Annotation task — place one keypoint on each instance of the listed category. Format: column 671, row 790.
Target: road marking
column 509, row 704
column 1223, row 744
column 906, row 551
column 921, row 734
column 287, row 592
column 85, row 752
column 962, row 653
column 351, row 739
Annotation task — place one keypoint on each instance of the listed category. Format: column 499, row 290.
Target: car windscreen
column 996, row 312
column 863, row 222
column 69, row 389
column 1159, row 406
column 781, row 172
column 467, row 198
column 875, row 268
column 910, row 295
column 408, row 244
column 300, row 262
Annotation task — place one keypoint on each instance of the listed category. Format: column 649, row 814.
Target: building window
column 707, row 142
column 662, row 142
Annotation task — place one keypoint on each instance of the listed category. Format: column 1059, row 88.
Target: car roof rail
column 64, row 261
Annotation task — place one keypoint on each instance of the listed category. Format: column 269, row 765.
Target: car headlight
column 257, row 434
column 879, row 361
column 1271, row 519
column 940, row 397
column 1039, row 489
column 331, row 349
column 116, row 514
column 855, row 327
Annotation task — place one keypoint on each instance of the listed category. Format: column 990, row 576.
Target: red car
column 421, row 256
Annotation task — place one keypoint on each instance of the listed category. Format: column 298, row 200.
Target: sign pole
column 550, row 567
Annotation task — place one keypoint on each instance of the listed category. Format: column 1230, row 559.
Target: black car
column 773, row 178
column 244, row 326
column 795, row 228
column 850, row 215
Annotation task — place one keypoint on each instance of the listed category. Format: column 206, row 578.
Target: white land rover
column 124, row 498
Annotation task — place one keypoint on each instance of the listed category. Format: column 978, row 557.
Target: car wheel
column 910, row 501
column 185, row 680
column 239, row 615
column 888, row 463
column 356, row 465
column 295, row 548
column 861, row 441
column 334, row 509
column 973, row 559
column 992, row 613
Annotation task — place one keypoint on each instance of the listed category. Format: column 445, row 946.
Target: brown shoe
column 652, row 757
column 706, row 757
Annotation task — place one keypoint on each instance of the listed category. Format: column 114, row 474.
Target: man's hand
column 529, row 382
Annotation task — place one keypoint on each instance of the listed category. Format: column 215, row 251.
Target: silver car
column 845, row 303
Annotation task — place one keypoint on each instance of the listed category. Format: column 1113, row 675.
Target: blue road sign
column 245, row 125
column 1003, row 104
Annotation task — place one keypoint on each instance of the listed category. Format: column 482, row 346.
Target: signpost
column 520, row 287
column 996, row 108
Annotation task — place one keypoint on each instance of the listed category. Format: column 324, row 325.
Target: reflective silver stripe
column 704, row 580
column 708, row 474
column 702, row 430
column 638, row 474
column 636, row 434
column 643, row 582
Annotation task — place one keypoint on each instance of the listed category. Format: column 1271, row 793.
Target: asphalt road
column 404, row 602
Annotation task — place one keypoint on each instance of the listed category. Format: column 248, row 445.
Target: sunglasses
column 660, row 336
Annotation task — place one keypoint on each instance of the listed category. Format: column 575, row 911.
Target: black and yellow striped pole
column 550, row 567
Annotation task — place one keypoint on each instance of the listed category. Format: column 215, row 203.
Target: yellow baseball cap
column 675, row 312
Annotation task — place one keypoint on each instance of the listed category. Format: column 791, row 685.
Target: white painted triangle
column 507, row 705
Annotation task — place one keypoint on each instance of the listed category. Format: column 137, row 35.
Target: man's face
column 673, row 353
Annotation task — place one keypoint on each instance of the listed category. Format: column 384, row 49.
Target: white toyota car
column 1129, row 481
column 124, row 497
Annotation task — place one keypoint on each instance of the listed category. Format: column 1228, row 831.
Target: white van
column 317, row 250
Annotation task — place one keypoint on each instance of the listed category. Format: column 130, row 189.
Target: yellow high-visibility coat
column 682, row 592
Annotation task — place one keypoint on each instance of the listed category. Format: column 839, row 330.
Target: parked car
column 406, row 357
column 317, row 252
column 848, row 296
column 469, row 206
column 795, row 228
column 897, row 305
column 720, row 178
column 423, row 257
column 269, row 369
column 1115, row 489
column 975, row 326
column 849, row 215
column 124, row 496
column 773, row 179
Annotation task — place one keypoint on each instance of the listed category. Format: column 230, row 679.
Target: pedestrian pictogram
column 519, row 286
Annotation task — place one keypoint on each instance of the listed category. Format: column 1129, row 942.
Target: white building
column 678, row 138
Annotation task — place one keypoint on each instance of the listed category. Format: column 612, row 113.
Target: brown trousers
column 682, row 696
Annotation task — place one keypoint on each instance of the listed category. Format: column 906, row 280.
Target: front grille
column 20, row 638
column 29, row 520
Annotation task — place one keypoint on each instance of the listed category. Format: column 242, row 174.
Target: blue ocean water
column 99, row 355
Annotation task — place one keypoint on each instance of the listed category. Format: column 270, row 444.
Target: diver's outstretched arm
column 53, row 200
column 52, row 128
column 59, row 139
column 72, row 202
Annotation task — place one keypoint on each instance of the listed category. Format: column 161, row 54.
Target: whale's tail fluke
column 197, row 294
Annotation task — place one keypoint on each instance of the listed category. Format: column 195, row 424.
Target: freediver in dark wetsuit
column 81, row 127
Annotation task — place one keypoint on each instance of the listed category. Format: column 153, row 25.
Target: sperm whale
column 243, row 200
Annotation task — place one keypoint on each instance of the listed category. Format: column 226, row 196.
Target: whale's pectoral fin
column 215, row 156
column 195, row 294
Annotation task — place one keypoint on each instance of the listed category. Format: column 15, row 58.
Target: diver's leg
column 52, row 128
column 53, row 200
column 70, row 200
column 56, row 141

Task >> From the records above, extract exactly and only the lines that begin at the line with "130, row 189." and stop after the line with "839, row 330.".

Answer to this task >>
Annotation task — place one keypoint on each instance of the listed category. Format: column 130, row 189.
Target: yellow high-visibility coat
column 682, row 592
Annotation task — place one keypoint on each instance of the listed category. Format: column 839, row 330.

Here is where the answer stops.